● **Text block**:
■ ■ ■ ■ ■ ■ ■

Interpretation of Scripture and Ecclesial Exegesis: The Search for an Integrated Theology - A Post-Conference Reflection

Sep 28, 2021

Stephen Loughlin, Ph.D.

St. Bernard’s celebrated a great milestone last week, namely our first-ever Scripture conference! Led by Drs. Charles Hughes Huff, Matthew Kuhner, and Nathan Mastnjak, this conference (titled “Interpretation of Scripture and Ecclesial Exegesis: The Search for an Integrated Theology”) brought together Bible scholars, church historians, and theologians to talk about a synthesis of historical critical methods and patristic exegesis for theological reflection.


It must be said that although this was our first conference, the caliber of people who presented was, as they say, “top drawer”! Scholars from Princeton, Notre Dame, Duke, Boston College, Villanova, and the University of San Francisco offered learned papers, as did those from Christendom, Benedictine College, Ave Maria, Franciscan, Northeastern Seminary, and our own Institution. To this august crowd was added three keynote speakers of international renown: Gregory Vall, Chair and Professor of Sacred Scripture at Notre Dame Seminary of New Orleans (who presented on “The Relationship between the Testaments: The Case of Hannah and the Virgin Mary”); Fr. David Meconi, S.J., Associate Professor of Patristics at St. Louis University (who presented on “The Word Must Become Flesh: An Exhortation to Integrate Scripture, Sacraments, and Sanctity”); and last but not least, Robert Louis Wilken, William R. Kenan Professor of the History of Christianity Emeritus at the University of Virginia (who presented on “Words Alone are Certain Good”).

Our keynote speakers gave us beautiful examples of the synthesis mentioned previously, and the remaining presenters offered interdisciplinary papers leading to fruitful discussions concerning theological method and Christian formation in Sacred Scripture. The learning that was on display at this conference was truly astonishing, as was the unity of mind and heart. In keeping with the charism that animates the mission and vision of St. Bernard’s, this conference beautifully incorporated into its proceedings liturgical practices at the heart of our Faith: morning prayer and compline from the Breviary, adoration of the Blessed Sacrament, and the celebration of the Holy Eucharist. One participant made a point of taking me aside to exclaim how necessary and welcome were the liturgical elements incorporated into this conference, especially one so centered upon the interpretation of Scripture and Ecclesial Exegesis! His joy was palpable, as was the amity and goodwill that vivified all who attended.

As one trained in the Catholic philosophical tradition, and thus who cut his teeth theologically upon the writings of St. Augustine and St. Thomas Aquinas, I found myself in familiar yet unexplored waters, specifically as I had not, in my study of the eternal truths of our Faith, plumbed the depths of modern theological controversies concerning methodological approaches to the interpretation of Holy Scripture. At issue was the relation between historical/critical methods and those that are theological. Pope Emeritus Benedict XVI has for many decades called for an interpretation of Sacred Scripture that focuses on its historical context combined with the fullness of the canon, an explicit philosophy of interpretation, and a hermeneutic of faith in the context of the Church. His “Method C” would unite patristic and scholastic exegesis with a philosophically chastened historical method for an integrated approach to theological reflection.

■ ■ ■ ■ ■ ■ ■

● **Stated task 1**: Please copy the point labeling rows word for word, from the line with "point: stone parapet" up to and including the line with "column 66, row 50".

(Rows from a point labeling set)
■ ■ ■ ■ ■ ■ ■

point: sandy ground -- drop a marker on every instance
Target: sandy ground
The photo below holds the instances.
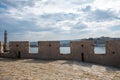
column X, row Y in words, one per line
column 29, row 69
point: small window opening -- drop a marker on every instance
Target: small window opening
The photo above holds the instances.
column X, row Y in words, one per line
column 99, row 48
column 17, row 45
column 113, row 52
column 64, row 47
column 49, row 45
column 33, row 48
column 82, row 45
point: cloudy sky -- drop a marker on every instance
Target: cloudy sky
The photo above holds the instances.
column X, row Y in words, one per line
column 36, row 20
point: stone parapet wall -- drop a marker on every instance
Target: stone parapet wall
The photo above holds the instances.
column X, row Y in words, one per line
column 80, row 50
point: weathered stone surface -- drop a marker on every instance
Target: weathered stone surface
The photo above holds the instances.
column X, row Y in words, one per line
column 19, row 48
column 48, row 49
column 80, row 50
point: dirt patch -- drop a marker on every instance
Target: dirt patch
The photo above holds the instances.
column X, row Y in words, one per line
column 29, row 69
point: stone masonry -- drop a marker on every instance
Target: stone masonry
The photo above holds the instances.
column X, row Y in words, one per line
column 80, row 50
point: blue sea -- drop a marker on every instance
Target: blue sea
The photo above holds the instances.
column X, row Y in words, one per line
column 66, row 50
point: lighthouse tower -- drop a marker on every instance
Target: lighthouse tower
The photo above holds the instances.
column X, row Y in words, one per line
column 5, row 41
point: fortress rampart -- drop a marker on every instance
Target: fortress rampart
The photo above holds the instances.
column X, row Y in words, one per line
column 79, row 50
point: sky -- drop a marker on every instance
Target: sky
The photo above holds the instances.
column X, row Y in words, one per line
column 36, row 20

■ ■ ■ ■ ■ ■ ■

● **Stated task 2**: Rewrite the conference reflection from "Stephen Loughlin, Ph.D." up to and including "for theological reflection.", changing "conference" to "symposium".

● **Task result 1**:
point: stone parapet wall -- drop a marker on every instance
Target: stone parapet wall
The photo above holds the instances.
column X, row Y in words, one per line
column 80, row 50
point: weathered stone surface -- drop a marker on every instance
Target: weathered stone surface
The photo above holds the instances.
column X, row Y in words, one per line
column 19, row 48
column 48, row 49
column 80, row 50
point: dirt patch -- drop a marker on every instance
Target: dirt patch
The photo above holds the instances.
column X, row Y in words, one per line
column 29, row 69
point: stone masonry -- drop a marker on every instance
Target: stone masonry
The photo above holds the instances.
column X, row Y in words, one per line
column 80, row 50
point: blue sea -- drop a marker on every instance
Target: blue sea
The photo above holds the instances.
column X, row Y in words, one per line
column 66, row 50

● **Task result 2**:
Stephen Loughlin, Ph.D.

St. Bernard’s celebrated a great milestone last week, namely our first-ever Scripture symposium! Led by Drs. Charles Hughes Huff, Matthew Kuhner, and Nathan Mastnjak, this symposium (titled “Interpretation of Scripture and Ecclesial Exegesis: The Search for an Integrated Theology”) brought together Bible scholars, church historians, and theologians to talk about a synthesis of historical critical methods and patristic exegesis for theological reflection.